** Start of GIVEN DATA **
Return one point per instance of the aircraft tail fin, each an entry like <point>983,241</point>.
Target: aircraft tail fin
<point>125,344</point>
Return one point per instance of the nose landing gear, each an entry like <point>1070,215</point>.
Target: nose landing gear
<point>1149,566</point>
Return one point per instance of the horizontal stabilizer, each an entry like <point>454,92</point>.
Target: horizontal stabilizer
** End of GIVEN DATA **
YOUR GOAL.
Reproduce the lines above word for word, keeping their order and every character unchanged.

ANSWER TO THE PROBLEM.
Return one point per instance of the aircraft tail fin, each an entry like <point>983,241</point>.
Target: aircraft tail fin
<point>125,344</point>
Return one point per instance of the nose landing gear, each an entry like <point>1070,215</point>.
Target: nose landing gear
<point>1149,566</point>
Return one point per instance of the horizontal stabilizer, each an entry like <point>454,92</point>.
Target: horizontal stabilizer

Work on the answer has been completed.